**Consignes:** Poursuivez, s'il vous plaît, l'article ci-dessous sur Joseph Schleifstein à Buchenwald, juste après sa dernière phrase, celle qui présente Meyer Levin et Éric Schwab.

**Texte du document:**

____________________

JOSEPH SCHLEIFSTEIN, UN ENFANT DE 4 ANS À BUCHENWALD WE REMEMBER
24/8/2022
Alain Granat
HISTOIRE

Le 8 mai 1945, la Seconde Guerre mondiale prend fin en Europe. Dans les dernières semaines du conflit, les armées américaine et soviétique avancent en territoire polonais et allemand, et libèrent les déportés rescapés des camps de concentration et d'extermination nazis. Ce n’est pas là, toutefois, le but de ces expéditions aux objectifs essentiellement militaires. La découverte de ces enfers, expliquera l’historienne française Annette Wieviorka dans 1945. La découverte (Points, 2016), a « été fortuite ».

Dans ce livre, on suit le romancier et journaliste américain Meyer Levin, 39 ans, et le photographe franco-allemand Éric Schwab, 34 ans, tous deux d’origine juive, lors de leur couverture de l’avancée de l’armée américaine en Allemagne.

____________________

**Liste:**

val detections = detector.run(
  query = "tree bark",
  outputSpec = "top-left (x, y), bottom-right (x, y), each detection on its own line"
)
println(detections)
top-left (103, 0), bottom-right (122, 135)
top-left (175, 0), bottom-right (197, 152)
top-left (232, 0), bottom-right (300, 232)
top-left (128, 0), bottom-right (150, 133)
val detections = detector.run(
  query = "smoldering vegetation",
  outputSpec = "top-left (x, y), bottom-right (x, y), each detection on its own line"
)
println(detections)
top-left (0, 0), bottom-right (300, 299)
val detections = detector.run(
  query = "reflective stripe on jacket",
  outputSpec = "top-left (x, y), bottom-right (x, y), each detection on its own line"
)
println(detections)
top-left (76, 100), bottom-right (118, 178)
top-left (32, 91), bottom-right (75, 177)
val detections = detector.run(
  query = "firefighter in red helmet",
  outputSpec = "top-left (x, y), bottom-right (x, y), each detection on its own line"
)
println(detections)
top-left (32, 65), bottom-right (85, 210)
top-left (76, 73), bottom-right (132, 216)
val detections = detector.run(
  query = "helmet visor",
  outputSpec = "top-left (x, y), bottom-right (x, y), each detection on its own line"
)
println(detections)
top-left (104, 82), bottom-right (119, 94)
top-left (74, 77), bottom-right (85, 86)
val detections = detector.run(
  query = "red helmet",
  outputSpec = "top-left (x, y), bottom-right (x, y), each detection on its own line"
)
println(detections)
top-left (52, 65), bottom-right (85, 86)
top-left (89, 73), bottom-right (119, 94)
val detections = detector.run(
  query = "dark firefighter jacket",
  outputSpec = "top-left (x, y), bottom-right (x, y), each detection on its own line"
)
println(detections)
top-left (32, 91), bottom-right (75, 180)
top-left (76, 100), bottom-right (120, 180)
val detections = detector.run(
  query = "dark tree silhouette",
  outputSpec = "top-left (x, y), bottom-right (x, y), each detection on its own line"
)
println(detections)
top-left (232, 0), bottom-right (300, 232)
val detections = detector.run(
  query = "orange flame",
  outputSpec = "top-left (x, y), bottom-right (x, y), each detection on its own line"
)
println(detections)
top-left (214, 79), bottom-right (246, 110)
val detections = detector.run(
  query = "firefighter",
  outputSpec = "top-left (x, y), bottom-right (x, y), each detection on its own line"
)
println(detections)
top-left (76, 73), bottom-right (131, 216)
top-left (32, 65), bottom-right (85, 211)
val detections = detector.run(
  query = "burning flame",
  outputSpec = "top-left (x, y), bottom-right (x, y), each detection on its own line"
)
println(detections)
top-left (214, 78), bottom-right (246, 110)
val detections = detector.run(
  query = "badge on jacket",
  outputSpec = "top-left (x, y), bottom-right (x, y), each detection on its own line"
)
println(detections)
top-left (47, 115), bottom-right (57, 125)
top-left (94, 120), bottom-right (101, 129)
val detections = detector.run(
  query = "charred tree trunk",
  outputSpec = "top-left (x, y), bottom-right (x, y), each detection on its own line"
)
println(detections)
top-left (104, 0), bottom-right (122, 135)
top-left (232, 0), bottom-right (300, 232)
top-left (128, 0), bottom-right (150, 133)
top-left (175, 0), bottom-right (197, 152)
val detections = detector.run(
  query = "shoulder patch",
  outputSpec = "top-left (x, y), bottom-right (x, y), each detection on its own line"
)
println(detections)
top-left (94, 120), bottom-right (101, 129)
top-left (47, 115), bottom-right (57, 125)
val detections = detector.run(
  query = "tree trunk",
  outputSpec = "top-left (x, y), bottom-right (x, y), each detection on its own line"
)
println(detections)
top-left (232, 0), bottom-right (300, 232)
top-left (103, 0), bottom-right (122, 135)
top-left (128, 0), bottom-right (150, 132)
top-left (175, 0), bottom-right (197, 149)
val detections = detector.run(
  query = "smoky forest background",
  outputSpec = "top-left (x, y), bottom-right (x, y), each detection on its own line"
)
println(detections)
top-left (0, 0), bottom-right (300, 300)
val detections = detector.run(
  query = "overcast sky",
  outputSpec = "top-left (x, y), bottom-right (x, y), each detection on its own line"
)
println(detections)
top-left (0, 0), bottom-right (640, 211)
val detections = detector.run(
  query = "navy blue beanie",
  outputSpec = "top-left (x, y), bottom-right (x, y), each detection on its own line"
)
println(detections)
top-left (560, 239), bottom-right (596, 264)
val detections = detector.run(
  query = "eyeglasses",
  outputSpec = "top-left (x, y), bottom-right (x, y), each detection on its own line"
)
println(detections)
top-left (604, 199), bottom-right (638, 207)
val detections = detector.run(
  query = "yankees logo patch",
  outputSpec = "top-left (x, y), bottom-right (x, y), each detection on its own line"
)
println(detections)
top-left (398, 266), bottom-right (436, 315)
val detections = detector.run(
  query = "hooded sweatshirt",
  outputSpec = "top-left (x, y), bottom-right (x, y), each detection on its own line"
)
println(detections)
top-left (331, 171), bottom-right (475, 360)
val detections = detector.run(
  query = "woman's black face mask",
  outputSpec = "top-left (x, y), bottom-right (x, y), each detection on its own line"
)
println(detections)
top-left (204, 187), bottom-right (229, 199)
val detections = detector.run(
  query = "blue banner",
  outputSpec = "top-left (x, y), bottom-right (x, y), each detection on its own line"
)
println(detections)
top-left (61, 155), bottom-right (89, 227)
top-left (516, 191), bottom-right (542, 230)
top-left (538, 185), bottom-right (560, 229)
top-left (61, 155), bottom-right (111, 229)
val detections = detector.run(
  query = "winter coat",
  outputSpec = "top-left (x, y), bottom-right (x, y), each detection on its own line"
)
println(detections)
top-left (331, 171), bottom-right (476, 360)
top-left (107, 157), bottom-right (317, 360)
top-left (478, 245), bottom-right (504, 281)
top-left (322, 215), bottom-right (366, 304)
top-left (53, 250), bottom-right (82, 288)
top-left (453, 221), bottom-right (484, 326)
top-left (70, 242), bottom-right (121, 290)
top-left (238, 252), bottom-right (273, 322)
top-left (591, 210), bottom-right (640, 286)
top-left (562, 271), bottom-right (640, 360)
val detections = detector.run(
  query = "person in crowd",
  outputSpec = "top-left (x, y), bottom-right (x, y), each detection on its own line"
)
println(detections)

____________________

**Résultat:**
Le récit d'Annette Wieviorka évoque la stupéfaction des soldats américains et des journalistes embarqués avec l'armée US devant l’ampleur et l'horreur des atrocités nazies. Parmi les déportés rescapés, ils découvrent des enfants juifs. Meyer Levin, dans une dépêche de 1945, parle d’un enfant de quatre ans, Joseph Schleifstein, qu'il a trouvé dans le camp de Buchenwald. Voici l'histoire de cet enfant.

Joseph Schleifstein en 1946 dans un camp de “personnes déplacées“ à Dachau, portant sa tenue de déporté avant une cérémonie commémorative, répond aux questions d'un journaliste.

En 1998, le film “La vie est belle“ du réalisateur et comédien italien Roberto Benigni remporte un immense succès, couronné par de multiples récompenses parmi lesquelles 3 Oscars, un César et un Grand prix du jury à Cannes. Cette fable conte l'histoire d'un père et de son enfant, juifs italiens, déportés dans un camp de concentration, et du stratagème inventé par le père pour tenter d'épargner à son fils l'horreur du camp.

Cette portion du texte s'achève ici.